◆ Fragmento seleccionado ◆

Codirector y fundador del Teatro de títeres la Libélula Dorada 

La sonrisa enigmática de la ciudad lúdica


Edición Nº 4. Septiembre de 2020. Pensar la Ciudad
Autor: Iván Darío Álvarez | Publicado en September 07, 2020
Imagen articulo La sonrisa enigmática de la ciudad lúdica

¿No habremos de buscar ya en el niño las primeras huellas de la actividad poética? Acaso sea lícito afirmar que todo niño que juega se conduce como un poeta, creándose un mundo propio o, más exactamente, situando las cosas de su mundo en un orden nuevo grato para él.

  Freud, El poeta y la fantasía.

El juego como la risa es un hecho universal y el niño el más feliz emisario de su embriagante existencia. Desafortunadamente el presunto progreso moderno es un signo de eficiencia y seriedad tendiente a potenciar el aburrimiento generalizado. Máxime cuando esté se refleja en cierto tipo de adulto neurótico, quien abrumado por su rol de productor ha renunciado de forma tajante y definitiva al juego como actividad libre, porque no sirve a ninguna causa de las tan estimadas útiles y rentables en el mundo del mercado.

La fatal consecuencia que se obtiene de esta absurda mutilación del espíritu del juego, es la obstrucción emocional del niño, a quien de paso se le niega  este derecho que opera invisiblemente como un factor de afirmación y enriquecimiento personal.

Cuando así actúa esta cultura adulta, ignora que al dejar fluir la energía lúdica, está se convierte en un verdadero alivio para toda clase de seres agobiados por las preocupaciones existenciales, los excesos tormentosos del estudio o el trabajo.

El juego pone de manifiesto una idea sublime de la vida, en contravía a la habitual rutina y a los hastíos contemporáneos, que con vigor se hace extensiva a la colectividad como invitación cómplice para el goce y el abandono.

Es preciso observar que contrario a la realidad, más centrada en las obligaciones que en el deseo, el juego es una ficción en la que se cree voluntariamente porque estimula grandes apetitos de emoción. Es decir nos compromete, y gracias a su poder envolvente, el conocimiento del cuerpo y la mente se alimentan de su secreta savia. No predetermina oficios pero sí genera aptitudes y cualidades.

◆ Ítems del conjunto ◆

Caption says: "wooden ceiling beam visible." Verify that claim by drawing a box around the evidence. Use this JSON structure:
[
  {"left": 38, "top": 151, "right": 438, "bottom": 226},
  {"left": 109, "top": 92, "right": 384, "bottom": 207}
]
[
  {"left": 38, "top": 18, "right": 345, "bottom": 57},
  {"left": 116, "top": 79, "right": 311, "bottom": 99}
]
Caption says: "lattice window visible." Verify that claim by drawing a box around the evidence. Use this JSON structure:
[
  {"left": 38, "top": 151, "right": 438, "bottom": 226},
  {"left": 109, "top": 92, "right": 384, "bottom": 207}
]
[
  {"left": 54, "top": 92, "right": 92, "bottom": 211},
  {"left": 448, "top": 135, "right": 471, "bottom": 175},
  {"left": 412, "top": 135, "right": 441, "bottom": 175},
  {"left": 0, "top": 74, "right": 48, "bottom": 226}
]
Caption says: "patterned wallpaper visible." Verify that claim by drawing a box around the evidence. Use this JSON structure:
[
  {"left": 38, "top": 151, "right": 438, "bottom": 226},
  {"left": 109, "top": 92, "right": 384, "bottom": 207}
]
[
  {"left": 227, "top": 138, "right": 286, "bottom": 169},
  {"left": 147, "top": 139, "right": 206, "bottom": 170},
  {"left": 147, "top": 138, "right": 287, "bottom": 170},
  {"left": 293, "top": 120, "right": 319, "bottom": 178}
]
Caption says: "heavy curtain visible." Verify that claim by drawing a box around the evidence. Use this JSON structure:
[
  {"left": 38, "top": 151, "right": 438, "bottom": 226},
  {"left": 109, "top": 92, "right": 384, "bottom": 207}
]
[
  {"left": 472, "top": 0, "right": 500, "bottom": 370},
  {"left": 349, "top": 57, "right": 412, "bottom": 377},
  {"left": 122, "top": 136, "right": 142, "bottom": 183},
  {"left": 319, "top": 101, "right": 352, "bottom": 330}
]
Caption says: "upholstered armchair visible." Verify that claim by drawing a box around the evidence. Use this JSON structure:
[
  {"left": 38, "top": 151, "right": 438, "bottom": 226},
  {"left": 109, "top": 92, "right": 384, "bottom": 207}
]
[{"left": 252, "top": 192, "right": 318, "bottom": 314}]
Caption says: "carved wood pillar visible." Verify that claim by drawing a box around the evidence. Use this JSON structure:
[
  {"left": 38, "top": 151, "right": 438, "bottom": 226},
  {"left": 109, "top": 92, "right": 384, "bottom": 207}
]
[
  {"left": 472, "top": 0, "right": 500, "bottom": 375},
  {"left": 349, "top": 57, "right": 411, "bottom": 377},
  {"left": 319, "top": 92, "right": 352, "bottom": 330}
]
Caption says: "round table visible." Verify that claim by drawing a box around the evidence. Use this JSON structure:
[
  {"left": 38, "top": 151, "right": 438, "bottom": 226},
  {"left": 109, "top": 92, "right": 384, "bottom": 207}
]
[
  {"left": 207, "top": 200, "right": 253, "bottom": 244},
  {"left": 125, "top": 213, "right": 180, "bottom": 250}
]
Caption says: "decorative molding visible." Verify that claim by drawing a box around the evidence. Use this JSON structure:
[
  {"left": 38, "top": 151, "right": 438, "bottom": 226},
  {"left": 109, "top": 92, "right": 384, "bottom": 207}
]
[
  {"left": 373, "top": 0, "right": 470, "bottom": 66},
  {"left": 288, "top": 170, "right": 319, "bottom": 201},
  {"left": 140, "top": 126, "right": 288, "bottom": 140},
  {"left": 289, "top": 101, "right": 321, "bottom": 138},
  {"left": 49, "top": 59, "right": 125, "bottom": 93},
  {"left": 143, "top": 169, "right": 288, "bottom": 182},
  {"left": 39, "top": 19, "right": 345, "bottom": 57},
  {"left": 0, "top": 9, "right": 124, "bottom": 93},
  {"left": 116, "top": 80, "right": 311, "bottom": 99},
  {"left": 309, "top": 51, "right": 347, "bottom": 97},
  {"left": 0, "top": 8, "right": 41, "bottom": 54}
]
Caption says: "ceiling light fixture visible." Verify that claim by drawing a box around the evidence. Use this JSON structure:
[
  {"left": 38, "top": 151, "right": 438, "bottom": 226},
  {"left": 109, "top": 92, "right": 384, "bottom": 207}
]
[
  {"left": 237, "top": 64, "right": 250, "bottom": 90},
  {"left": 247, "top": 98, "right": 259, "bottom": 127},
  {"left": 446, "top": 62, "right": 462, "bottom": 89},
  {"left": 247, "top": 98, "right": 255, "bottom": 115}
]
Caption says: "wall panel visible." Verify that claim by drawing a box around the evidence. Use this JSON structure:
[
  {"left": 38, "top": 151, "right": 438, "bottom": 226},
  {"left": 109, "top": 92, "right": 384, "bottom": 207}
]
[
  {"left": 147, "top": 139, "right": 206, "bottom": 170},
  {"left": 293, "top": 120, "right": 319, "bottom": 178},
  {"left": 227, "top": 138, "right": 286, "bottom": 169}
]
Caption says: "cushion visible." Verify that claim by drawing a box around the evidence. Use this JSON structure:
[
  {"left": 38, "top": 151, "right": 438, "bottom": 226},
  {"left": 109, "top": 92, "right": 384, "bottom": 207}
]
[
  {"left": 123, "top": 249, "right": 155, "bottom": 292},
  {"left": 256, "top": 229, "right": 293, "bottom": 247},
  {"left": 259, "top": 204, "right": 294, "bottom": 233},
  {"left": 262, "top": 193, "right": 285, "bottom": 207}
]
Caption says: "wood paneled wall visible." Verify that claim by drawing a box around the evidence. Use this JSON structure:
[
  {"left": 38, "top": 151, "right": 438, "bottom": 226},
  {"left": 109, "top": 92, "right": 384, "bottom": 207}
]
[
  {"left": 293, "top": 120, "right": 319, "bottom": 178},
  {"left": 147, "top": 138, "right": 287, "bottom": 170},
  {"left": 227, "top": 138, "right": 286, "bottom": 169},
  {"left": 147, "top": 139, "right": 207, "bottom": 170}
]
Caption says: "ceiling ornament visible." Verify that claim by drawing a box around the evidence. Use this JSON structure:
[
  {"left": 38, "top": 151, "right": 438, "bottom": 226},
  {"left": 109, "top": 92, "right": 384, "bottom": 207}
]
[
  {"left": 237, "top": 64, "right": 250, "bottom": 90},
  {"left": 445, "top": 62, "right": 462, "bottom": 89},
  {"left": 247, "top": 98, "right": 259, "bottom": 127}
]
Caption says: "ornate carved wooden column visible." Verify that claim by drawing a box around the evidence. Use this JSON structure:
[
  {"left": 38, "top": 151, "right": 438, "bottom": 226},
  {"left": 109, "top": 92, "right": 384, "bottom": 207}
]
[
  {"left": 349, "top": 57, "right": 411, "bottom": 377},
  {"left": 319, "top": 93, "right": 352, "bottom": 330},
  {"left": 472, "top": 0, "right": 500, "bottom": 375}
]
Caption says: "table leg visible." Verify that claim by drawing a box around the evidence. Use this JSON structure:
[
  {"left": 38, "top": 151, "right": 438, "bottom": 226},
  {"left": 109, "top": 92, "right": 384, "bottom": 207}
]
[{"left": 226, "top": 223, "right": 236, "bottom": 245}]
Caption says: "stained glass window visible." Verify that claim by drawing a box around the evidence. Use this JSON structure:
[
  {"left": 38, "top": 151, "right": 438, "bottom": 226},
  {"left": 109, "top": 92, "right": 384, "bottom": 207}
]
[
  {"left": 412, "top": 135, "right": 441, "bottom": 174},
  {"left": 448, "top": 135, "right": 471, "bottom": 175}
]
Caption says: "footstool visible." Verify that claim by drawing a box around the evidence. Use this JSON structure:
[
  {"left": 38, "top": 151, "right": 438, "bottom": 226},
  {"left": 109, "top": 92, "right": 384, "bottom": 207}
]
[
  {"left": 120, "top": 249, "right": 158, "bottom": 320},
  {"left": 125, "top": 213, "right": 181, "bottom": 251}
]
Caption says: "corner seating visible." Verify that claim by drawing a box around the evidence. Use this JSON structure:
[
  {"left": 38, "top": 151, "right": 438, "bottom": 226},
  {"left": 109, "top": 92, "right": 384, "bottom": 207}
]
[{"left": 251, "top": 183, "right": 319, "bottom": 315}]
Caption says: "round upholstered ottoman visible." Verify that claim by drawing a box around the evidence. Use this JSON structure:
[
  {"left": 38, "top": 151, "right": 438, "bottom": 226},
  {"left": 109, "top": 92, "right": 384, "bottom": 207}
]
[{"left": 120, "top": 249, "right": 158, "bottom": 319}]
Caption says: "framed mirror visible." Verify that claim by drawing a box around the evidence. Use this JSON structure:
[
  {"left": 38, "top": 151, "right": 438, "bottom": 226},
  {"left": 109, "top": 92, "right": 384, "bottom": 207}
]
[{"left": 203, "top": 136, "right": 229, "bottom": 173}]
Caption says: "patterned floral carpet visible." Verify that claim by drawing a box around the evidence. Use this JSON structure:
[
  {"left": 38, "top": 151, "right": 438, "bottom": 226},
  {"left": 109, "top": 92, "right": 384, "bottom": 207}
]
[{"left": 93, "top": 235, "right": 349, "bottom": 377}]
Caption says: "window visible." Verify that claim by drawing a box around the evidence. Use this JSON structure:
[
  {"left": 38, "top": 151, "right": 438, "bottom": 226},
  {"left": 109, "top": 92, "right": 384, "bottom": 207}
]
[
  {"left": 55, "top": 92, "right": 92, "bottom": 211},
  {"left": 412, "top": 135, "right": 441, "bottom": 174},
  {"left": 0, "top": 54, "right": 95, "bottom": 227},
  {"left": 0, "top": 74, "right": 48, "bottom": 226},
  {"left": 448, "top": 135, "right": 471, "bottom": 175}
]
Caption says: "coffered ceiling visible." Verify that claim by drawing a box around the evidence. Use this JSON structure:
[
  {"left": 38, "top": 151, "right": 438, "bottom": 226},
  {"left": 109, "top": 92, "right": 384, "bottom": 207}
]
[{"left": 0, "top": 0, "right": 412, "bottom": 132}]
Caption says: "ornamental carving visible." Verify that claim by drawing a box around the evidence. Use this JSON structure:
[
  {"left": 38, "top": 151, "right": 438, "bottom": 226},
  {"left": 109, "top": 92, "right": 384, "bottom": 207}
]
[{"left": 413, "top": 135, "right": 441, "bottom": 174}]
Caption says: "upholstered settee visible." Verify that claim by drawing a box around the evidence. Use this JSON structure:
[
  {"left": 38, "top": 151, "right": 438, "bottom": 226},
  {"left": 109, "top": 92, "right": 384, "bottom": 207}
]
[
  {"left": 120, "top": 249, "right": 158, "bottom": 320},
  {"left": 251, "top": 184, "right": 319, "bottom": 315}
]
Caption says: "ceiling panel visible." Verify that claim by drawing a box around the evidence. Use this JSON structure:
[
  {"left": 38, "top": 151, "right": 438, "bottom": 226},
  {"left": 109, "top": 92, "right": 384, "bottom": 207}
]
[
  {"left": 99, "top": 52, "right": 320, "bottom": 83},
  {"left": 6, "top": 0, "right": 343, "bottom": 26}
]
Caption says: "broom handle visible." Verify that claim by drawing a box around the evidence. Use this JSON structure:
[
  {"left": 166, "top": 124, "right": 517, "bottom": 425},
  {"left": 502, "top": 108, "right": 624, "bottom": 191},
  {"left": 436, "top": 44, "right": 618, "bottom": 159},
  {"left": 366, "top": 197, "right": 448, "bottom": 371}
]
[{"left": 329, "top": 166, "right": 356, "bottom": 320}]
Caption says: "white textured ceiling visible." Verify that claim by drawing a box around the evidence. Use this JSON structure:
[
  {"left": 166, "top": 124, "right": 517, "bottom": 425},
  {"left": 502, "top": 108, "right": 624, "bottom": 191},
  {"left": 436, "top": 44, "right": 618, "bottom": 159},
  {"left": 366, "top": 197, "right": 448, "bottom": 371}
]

◆ Qué entregar ◆
Según el fragmento sobre la ciudad lúdica, ¿por qué el adulto neurótico ha renunciado al juego? Responde en una a tres oraciones. Los ítems no cumplen ningún papel aquí.

◆ Solución del ejercicio ◆
Ese adulto está abrumado por su rol de productor. Por eso ha renunciado al juego como actividad libre, porque no sirve a ninguna de las causas consideradas útiles y rentables en el mundo del mercado.